:: Exercise ::
Find every line in the records below that contains the word "crowd" with the same capitalization, and copy each of those lines.

------------------------------------------------

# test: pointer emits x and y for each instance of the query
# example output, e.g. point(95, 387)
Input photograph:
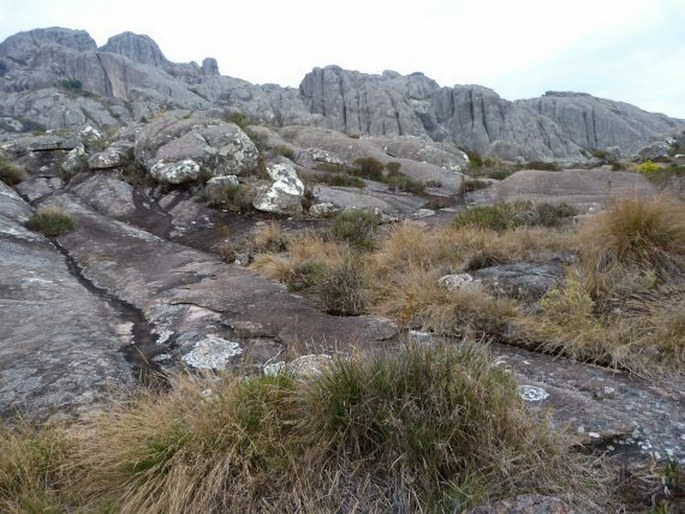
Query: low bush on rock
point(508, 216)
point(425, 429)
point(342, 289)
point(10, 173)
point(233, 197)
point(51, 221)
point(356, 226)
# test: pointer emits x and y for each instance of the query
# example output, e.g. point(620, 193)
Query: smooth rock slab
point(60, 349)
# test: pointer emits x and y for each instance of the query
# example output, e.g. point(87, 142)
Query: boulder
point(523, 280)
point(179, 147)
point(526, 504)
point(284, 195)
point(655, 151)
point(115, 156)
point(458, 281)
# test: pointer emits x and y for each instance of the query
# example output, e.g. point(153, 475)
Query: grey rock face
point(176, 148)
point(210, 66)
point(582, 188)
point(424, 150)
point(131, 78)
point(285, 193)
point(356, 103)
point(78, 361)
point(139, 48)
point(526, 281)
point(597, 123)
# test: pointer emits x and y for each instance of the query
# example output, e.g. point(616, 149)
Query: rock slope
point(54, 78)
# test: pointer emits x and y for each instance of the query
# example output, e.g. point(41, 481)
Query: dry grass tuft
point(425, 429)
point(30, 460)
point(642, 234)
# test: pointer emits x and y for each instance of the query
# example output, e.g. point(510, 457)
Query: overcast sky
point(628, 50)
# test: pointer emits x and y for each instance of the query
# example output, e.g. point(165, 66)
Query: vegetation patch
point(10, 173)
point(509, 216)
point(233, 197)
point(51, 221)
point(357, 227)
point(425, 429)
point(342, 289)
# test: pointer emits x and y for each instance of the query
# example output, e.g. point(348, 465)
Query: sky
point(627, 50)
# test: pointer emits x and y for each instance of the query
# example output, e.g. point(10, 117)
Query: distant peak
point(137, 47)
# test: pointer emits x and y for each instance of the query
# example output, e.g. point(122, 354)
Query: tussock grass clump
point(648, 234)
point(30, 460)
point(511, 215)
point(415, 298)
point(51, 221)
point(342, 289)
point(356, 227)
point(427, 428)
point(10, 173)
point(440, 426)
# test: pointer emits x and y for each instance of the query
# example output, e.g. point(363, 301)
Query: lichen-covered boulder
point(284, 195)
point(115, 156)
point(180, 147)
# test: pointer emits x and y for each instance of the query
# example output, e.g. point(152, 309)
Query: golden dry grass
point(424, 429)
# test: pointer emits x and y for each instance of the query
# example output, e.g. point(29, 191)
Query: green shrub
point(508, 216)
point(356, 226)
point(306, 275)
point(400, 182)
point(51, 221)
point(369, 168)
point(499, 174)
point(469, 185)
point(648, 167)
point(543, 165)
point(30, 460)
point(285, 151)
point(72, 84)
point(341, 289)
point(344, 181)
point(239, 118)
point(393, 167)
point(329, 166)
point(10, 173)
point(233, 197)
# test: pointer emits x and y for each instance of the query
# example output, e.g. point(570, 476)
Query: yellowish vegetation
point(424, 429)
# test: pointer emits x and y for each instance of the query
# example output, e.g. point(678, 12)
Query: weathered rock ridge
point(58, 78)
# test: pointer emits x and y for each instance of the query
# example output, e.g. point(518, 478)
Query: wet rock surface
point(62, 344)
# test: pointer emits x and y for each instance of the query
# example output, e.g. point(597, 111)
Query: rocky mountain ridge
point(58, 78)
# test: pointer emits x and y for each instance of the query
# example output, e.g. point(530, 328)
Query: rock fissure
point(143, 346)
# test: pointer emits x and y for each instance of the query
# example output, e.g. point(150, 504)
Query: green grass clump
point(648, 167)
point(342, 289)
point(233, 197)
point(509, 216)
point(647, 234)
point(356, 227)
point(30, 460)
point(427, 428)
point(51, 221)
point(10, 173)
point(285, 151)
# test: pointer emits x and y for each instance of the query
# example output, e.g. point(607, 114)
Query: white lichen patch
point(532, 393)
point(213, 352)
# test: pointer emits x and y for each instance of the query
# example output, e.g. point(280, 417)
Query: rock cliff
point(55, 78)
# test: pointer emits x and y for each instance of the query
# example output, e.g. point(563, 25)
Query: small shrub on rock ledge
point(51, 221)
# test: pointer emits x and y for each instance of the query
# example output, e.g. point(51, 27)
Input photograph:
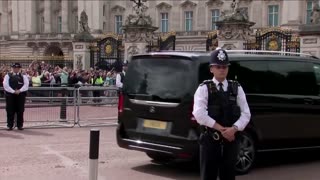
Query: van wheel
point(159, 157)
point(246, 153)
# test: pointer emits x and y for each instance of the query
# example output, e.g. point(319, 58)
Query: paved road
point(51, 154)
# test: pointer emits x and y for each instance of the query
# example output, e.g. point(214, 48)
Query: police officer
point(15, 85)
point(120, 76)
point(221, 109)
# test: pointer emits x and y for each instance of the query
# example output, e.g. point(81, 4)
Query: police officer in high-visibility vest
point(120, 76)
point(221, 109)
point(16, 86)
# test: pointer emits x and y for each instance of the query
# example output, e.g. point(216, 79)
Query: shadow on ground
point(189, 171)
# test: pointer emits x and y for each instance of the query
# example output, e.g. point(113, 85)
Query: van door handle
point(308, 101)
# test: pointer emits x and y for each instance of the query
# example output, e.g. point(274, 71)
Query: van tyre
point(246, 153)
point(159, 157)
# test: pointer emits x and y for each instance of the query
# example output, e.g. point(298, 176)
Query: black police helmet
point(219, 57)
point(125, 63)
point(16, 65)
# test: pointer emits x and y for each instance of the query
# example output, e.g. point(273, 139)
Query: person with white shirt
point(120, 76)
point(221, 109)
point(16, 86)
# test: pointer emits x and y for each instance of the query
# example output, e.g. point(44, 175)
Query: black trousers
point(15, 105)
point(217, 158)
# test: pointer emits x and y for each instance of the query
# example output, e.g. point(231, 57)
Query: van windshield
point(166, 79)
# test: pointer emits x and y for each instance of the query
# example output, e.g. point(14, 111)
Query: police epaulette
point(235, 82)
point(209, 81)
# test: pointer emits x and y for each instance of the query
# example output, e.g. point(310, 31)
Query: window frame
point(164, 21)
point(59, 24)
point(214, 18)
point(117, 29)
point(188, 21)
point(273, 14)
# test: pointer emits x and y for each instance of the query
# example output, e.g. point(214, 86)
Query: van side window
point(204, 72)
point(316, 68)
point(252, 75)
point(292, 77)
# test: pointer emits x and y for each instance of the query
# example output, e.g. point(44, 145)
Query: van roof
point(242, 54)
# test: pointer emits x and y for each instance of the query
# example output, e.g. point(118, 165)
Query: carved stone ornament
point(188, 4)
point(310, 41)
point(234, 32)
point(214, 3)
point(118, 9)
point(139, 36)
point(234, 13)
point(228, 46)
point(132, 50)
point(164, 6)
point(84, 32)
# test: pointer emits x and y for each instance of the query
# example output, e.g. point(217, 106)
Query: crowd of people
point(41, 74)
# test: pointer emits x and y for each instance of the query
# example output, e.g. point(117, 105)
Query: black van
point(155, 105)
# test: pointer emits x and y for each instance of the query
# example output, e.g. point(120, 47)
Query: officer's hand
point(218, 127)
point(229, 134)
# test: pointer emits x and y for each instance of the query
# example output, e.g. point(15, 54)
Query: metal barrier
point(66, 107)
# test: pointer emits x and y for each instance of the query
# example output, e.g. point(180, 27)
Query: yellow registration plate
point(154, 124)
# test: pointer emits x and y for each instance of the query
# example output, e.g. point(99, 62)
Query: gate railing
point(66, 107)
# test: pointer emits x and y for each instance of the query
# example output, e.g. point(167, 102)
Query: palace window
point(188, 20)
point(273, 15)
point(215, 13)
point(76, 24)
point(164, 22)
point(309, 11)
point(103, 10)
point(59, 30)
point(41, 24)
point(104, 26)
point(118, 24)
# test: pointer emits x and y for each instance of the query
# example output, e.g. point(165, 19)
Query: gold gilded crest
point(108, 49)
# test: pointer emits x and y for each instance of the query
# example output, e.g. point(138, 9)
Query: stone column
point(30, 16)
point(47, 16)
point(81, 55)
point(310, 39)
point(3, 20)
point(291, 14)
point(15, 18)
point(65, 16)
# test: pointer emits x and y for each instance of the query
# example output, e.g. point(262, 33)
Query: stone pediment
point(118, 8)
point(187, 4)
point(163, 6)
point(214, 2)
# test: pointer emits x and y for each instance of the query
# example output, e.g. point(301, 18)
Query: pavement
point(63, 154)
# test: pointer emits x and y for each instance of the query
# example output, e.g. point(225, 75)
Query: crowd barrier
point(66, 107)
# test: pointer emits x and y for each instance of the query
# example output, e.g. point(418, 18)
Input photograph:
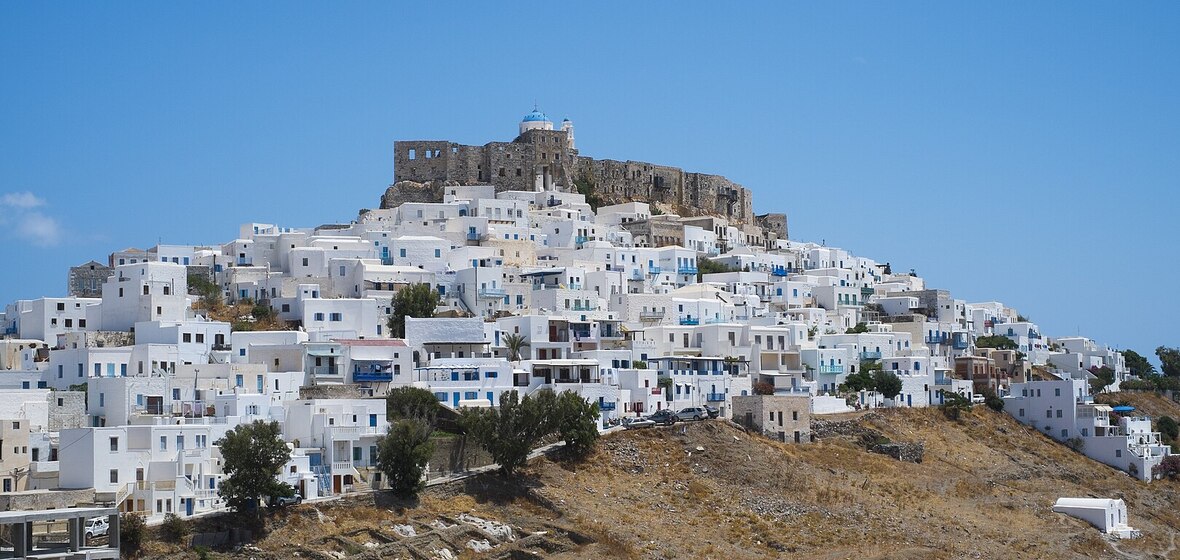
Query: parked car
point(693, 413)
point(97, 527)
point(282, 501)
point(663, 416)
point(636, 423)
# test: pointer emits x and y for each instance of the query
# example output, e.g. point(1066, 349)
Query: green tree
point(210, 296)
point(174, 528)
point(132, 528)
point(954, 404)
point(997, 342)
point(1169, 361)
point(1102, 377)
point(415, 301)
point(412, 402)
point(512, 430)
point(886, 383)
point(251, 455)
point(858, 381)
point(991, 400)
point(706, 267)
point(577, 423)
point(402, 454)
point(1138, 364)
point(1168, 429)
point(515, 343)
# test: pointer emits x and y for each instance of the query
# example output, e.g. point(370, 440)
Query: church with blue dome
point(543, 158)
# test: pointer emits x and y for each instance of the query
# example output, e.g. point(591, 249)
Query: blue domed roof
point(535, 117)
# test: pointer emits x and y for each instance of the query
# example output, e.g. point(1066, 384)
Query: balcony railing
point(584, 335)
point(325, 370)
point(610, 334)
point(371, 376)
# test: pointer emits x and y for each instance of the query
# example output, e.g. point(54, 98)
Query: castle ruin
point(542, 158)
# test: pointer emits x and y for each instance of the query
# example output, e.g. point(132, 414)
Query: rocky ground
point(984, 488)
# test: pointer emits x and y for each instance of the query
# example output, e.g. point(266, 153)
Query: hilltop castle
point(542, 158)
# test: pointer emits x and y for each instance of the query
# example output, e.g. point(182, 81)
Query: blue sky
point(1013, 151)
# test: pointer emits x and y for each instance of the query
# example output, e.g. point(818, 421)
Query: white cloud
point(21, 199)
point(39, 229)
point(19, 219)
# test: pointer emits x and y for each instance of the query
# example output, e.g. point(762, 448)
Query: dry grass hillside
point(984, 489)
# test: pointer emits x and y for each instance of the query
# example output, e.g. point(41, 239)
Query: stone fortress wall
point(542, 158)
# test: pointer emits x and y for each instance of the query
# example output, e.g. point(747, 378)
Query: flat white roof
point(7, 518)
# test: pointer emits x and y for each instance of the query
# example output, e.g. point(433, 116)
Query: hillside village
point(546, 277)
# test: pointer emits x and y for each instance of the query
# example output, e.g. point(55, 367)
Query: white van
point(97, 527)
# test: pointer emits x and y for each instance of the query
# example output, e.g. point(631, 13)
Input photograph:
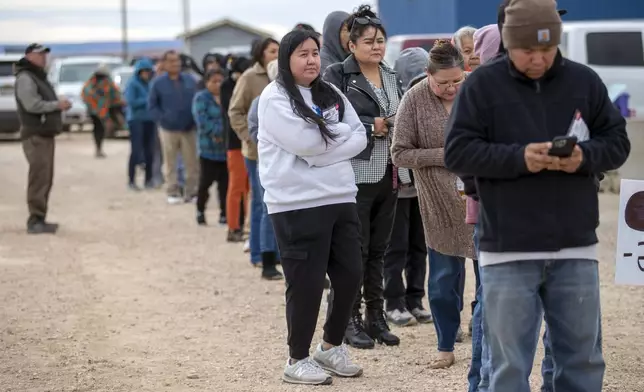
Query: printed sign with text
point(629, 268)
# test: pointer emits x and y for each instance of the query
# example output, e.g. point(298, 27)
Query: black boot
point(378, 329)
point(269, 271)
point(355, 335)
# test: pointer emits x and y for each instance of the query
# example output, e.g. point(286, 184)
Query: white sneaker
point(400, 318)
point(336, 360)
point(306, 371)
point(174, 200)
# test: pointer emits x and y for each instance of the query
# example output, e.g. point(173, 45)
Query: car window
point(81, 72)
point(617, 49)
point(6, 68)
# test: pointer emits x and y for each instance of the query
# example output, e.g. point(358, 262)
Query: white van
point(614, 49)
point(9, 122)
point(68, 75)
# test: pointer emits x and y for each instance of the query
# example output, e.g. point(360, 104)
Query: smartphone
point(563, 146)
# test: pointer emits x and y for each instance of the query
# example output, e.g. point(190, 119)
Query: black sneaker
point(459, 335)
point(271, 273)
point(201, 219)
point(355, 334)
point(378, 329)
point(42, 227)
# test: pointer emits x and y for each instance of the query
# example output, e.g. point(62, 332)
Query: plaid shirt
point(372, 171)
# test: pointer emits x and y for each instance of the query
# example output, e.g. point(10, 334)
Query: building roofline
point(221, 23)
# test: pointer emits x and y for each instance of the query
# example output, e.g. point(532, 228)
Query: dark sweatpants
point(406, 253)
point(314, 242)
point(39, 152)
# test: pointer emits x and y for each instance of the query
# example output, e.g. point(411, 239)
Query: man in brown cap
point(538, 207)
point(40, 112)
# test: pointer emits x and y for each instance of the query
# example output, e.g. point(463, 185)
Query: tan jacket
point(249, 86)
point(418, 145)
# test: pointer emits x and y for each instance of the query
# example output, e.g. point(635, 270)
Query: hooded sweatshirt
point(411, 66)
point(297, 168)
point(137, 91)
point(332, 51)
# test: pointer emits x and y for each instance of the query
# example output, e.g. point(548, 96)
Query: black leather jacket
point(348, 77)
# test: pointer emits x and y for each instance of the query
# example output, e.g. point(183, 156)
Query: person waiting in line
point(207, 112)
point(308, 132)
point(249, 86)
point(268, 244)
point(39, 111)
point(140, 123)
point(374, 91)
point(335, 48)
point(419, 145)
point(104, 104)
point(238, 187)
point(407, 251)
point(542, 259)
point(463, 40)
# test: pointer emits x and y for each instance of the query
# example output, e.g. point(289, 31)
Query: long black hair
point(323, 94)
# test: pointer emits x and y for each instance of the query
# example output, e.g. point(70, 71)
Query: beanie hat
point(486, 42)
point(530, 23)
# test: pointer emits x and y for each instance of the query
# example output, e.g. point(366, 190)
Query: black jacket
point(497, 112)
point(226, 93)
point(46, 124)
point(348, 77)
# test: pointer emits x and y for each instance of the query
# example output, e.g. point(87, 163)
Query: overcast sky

------------------------------------------------

:: Exercise solution ::
Query: crowd of people
Query: crowd barrier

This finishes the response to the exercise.